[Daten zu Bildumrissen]
※ ※ ※

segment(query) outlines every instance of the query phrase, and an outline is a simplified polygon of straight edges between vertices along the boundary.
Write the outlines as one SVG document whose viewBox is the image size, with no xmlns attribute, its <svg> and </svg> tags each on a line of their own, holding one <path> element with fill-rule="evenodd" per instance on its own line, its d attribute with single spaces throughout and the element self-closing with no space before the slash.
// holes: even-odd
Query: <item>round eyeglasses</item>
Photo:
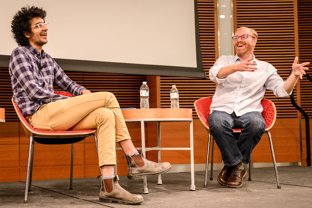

※ ※ ※

Zitiere alle Einträge oben vollständig und Wort für Wort, aber lass die Bilder weg.

segment(query) outlines every instance of the query phrase, and an outline is a simplified polygon of straight edges between vertices along the boundary.
Write the outlines as one SVG document whose viewBox is the image size, with no xmlns attribute, its <svg> and </svg> tags each on a line of their own, holding one <path> element with fill-rule="evenodd" per instance on its own line, its d attribute with single spaces throughout and the element self-closing with no space before the slash.
// holes: even-odd
Query: <item>round eyeglasses</item>
Photo:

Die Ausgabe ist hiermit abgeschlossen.